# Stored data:
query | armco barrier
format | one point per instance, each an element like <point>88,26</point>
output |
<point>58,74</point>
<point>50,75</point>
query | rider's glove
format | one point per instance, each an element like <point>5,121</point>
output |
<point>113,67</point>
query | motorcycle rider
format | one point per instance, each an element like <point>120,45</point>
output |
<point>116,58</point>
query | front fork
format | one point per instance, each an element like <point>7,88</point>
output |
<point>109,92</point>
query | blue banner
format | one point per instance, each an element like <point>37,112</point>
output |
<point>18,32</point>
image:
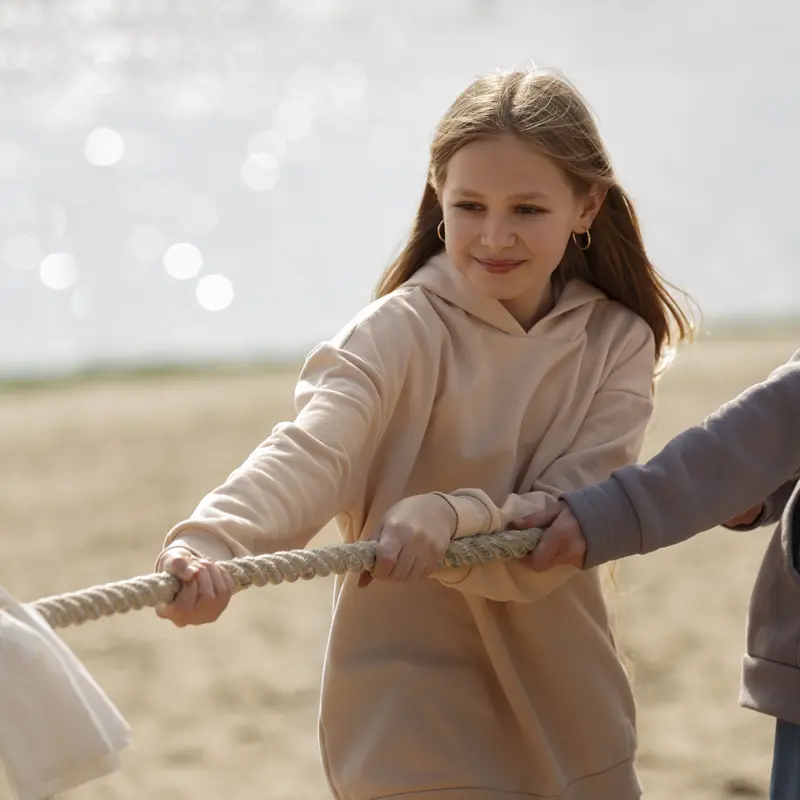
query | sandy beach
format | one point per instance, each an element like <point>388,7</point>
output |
<point>94,472</point>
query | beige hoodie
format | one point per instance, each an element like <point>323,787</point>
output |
<point>493,681</point>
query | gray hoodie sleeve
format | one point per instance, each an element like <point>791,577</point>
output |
<point>771,509</point>
<point>740,455</point>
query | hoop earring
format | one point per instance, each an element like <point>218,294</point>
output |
<point>588,240</point>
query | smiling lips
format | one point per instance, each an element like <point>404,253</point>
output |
<point>499,266</point>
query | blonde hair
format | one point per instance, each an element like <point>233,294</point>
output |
<point>547,112</point>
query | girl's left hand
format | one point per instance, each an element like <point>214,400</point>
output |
<point>412,539</point>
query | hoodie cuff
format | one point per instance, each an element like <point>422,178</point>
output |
<point>608,520</point>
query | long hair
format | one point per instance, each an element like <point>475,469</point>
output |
<point>547,112</point>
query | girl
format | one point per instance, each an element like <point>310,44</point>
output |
<point>746,455</point>
<point>509,357</point>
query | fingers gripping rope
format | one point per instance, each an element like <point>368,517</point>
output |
<point>75,608</point>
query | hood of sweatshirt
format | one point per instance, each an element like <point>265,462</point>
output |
<point>573,305</point>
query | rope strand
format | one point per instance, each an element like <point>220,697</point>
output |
<point>75,608</point>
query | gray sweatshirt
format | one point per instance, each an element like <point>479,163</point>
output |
<point>745,452</point>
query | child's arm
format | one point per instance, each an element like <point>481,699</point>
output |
<point>739,455</point>
<point>767,512</point>
<point>610,436</point>
<point>307,470</point>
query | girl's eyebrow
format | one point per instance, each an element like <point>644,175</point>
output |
<point>533,195</point>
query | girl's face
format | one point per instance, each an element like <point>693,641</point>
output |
<point>508,215</point>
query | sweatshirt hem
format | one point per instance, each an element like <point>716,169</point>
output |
<point>771,688</point>
<point>618,782</point>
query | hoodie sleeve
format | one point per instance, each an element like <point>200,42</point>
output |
<point>771,509</point>
<point>740,455</point>
<point>307,470</point>
<point>610,436</point>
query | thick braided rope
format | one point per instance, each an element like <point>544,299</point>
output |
<point>75,608</point>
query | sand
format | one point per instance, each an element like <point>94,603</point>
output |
<point>93,473</point>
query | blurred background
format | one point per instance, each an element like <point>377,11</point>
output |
<point>226,180</point>
<point>219,185</point>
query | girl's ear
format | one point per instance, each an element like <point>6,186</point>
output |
<point>591,203</point>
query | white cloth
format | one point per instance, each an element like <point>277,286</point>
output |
<point>58,729</point>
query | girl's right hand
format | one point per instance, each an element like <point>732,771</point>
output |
<point>206,591</point>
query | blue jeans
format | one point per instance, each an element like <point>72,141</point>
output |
<point>785,780</point>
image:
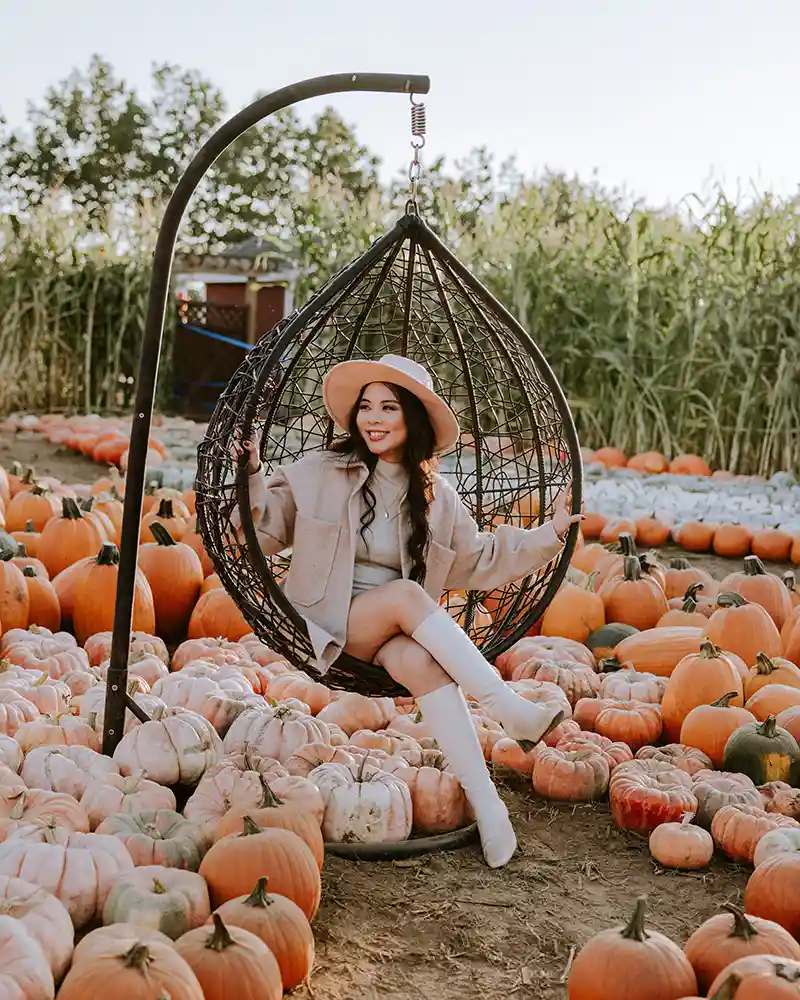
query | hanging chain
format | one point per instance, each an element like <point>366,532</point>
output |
<point>418,130</point>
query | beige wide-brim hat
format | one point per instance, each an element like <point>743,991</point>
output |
<point>343,384</point>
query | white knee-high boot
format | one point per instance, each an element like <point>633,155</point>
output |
<point>448,716</point>
<point>455,652</point>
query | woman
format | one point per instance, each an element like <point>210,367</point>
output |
<point>377,536</point>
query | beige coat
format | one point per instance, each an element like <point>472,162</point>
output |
<point>313,505</point>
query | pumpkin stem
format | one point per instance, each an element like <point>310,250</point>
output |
<point>635,930</point>
<point>768,727</point>
<point>161,533</point>
<point>730,599</point>
<point>742,927</point>
<point>259,896</point>
<point>165,508</point>
<point>724,701</point>
<point>764,665</point>
<point>220,938</point>
<point>709,651</point>
<point>108,555</point>
<point>70,510</point>
<point>138,957</point>
<point>269,800</point>
<point>754,567</point>
<point>249,827</point>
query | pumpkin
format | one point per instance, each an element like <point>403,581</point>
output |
<point>575,612</point>
<point>438,802</point>
<point>280,924</point>
<point>78,868</point>
<point>66,539</point>
<point>633,598</point>
<point>216,614</point>
<point>772,544</point>
<point>170,900</point>
<point>781,840</point>
<point>709,727</point>
<point>65,769</point>
<point>732,935</point>
<point>756,585</point>
<point>630,955</point>
<point>763,752</point>
<point>716,789</point>
<point>272,812</point>
<point>732,540</point>
<point>682,845</point>
<point>24,973</point>
<point>771,671</point>
<point>176,749</point>
<point>681,574</point>
<point>643,798</point>
<point>147,968</point>
<point>239,860</point>
<point>570,775</point>
<point>685,758</point>
<point>159,837</point>
<point>737,829</point>
<point>231,961</point>
<point>659,650</point>
<point>633,722</point>
<point>742,628</point>
<point>695,536</point>
<point>95,595</point>
<point>364,804</point>
<point>175,576</point>
<point>698,679</point>
<point>772,699</point>
<point>773,890</point>
<point>631,685</point>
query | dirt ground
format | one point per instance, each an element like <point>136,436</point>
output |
<point>445,926</point>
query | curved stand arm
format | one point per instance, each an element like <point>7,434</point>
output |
<point>390,83</point>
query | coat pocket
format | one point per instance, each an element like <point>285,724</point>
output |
<point>438,564</point>
<point>313,554</point>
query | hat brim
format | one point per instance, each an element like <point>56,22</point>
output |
<point>342,386</point>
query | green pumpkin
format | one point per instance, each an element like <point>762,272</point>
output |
<point>764,752</point>
<point>605,639</point>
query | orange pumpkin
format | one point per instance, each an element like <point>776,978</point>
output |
<point>708,727</point>
<point>632,598</point>
<point>175,576</point>
<point>760,587</point>
<point>743,628</point>
<point>95,595</point>
<point>629,955</point>
<point>699,679</point>
<point>66,539</point>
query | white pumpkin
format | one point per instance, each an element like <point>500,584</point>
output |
<point>783,840</point>
<point>77,868</point>
<point>274,733</point>
<point>363,804</point>
<point>65,769</point>
<point>10,752</point>
<point>115,793</point>
<point>44,917</point>
<point>175,750</point>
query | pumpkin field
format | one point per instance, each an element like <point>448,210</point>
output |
<point>658,825</point>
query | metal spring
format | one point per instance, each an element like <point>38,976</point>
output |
<point>418,120</point>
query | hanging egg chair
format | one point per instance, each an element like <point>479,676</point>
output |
<point>407,295</point>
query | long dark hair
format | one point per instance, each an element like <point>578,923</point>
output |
<point>417,455</point>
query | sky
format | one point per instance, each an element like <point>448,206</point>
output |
<point>658,98</point>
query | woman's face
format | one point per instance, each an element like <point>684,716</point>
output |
<point>381,422</point>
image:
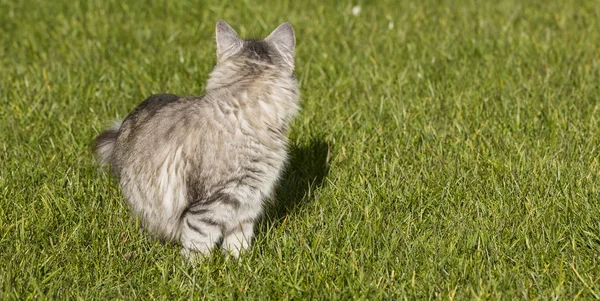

# Required work:
The lines you return should be those above that contain the word "sleeve", every one of them.

# Response:
query | gray hoodie sleeve
query | hoodie sleeve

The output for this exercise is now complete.